本文:
それにしても対照的、日本人的な人柄として映る田中氏、中村氏が提起する問題を浮き上がらせて見せる効果もあって、一層考えさせられるのである。
それらの背景があって企業としての待遇にも困惑している・・・とか。取り敢えずは役員待遇フエローへの特進。

我が国の課題・・・
 しかし、いずれにしても有能な人材を繋ぎとめておけない環境、これは単に企業の問題ではなく我が国の戦後体質そのままで今日を迎えたというところが問題でもあったのだ。
模倣を改良・改善?とすり替えることで良しとした我が国の戦後体質も、時代が大きく変わっていることを強く認識せねばならない。日本が世界経済の第一線に踊り出た時点から欧米諸国からはライバルとしてみられており、また後進国からは、その一挙手一投足を注視され、倣うべき先進国と見られていることを自覚しなければいけなかったのである。
遅きに失したきらいは有るが、しかし、近年急速に言われ始めた「知的財産権」の権利を守ろうとする法的措置に、どうやら社会的な認識も高まりつつあるのが救いだが・・・。
「見える」経済効果、効率のみを評価するのではなく創造性を尊重し、独創性を高く評価、自負するする社会のコンセンサスが重要なのである。
そして、国や大学、企業において人材を繋ぎ止めておく在り方の整備を急いで欲しいものである。
その人材活用先進国、アメリカに習い、その魅力を十分に分析すべきだろう。勿論、そのことは多く理解されてはいる事だが・・・。
これも21世紀、我が国が再び世界に飛躍する為の緊急課題の一つでもある。
何時も均質化、平等主義が言われるのは、能力ある者の意欲を失わせるし無能者の模倣を許し、いたずらに権威主義がはびこる事にしかならないからだ。
アメリカを超えて能力と意欲あるものが、生き生きと働く条件を整え「目標」を与えて欲しいものである。アジア圏に止まらず世界の優れた人材を魅了する「創造」の国、科学・芸術国家を目指すべきであろう!

変人=異能人?
ワンパターン、ワンフレームの生活行動圏をのみ良しとする我が国の価値観。その評価からは計れない人をヤヤ蔑視する意味合いを含めて「変人」と呼ぶらしい。
しかし、多くの「変人」がいて、それが普通であるといえる環境こそが創造的な社会であるという事が出来るし、我が国の未来が約束されるものなのである。
デザイナーもまた、皮相的なだけではない「変人」が、「独創者」「異能人」が現れることを期待したい。今、我が国の命運を賭けて舵取りをしている人も「変人」と言われている、私はその変人政治家に一貫して期待している。
「変人?」とはまた、鬱積する常識を突き抜けていく強固な意志の人でも有り、優れた芸術家、デザイナーに共通する特性でもあった。
果敢に挑戦してみよう・・・。 失敗を恐れるな!
失敗を恐れる事が日本の模倣体質を助長しているし、「独創」を生みがたい環境にしているからだ・・・。
逆説的に言えば「失敗」が次の可能性を生み、「成功のヒラメキ」を誘導すると言うことでもある。

リスト:
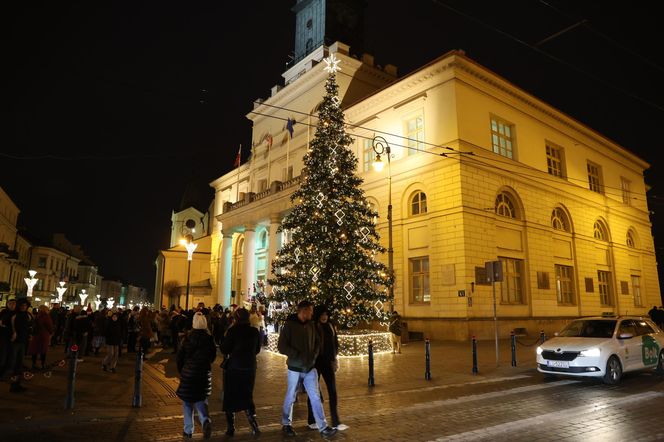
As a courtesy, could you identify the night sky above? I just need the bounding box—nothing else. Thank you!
[5,0,664,291]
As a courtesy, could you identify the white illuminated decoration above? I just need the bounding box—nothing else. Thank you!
[78,289,88,305]
[323,53,341,74]
[23,270,39,297]
[267,330,392,358]
[55,281,67,303]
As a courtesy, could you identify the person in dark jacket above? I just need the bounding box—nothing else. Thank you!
[28,305,53,370]
[6,298,33,393]
[176,312,217,439]
[278,301,337,437]
[221,308,261,436]
[307,305,348,430]
[101,311,122,373]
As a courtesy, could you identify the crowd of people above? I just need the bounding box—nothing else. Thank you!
[0,298,348,439]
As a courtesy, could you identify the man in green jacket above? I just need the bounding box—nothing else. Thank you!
[279,301,337,437]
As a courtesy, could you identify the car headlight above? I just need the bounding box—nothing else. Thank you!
[579,347,600,358]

課題内容: 日本の独創性と人材を論じた本文を、最後の文の後から続けて書け。 このリストは本文とは別の出典から取ったものだ。

想定解答:
(12/Oct,/2002 記)

その後のスーパーサラリーマン氏の報道、その動向には少なからず驚かされるが、まさにに変人?の真骨頂を見る。その頑固なまでの「生き方」にも多く習いたいものがある・・・。
その文化勲章の受賞、併せて、インダストリアルデザイナー柳 宗理氏の文化功労賞受賞の報道に明日の夢が膨らむ思いでもある。OB諸君の活躍にも期待したい!

(31/Oct,/2002 記9)


■清水教授のデザインコラム/連載 - 3(11/12/2002)

 『中村修二』
もう一人の変人−−悔しさをバネに・・・

 余りにもドラマチックなノーベル賞受賞者田中耕一氏に対して青色発光ダイオードを発明した中村修二氏。私には興味深く、示唆されるものが多い人物である。

 氏は徳島大学大学院(電子工学)を修了、京都の大企業に内定していたが子供が生まれる事で地元(人口5万人の阿南市)の化学薬品メーカー日亜化学に就職する。配属された開発課スタッフはわずかに4名、LED素材となる結晶の開発を命令される。予算も無く、実験装置すらない殺風景な研究室で独りその装置ずくりから始める。来る日も来る日も、溶接作業の連続で「電子工学の修士を出て溶接職人か!」と、自分の人生はこのまま終わるのか、と。
悩みながらのも6〜7年が経過、さすがにその溶接技術は神業とも言われるほどに熟達した。何事にも徹底する性格、職人肌でも有ったのだろう。その間には実験装置が吹き飛ぶような爆発、実験室の白煙が4、50m先までも噴出し周辺を驚かせた大事故も。が、その爆発も回を重ねると「ア!またか!マア〜無事、生きてるだろう・・・」と驚かなくなった、と笑う。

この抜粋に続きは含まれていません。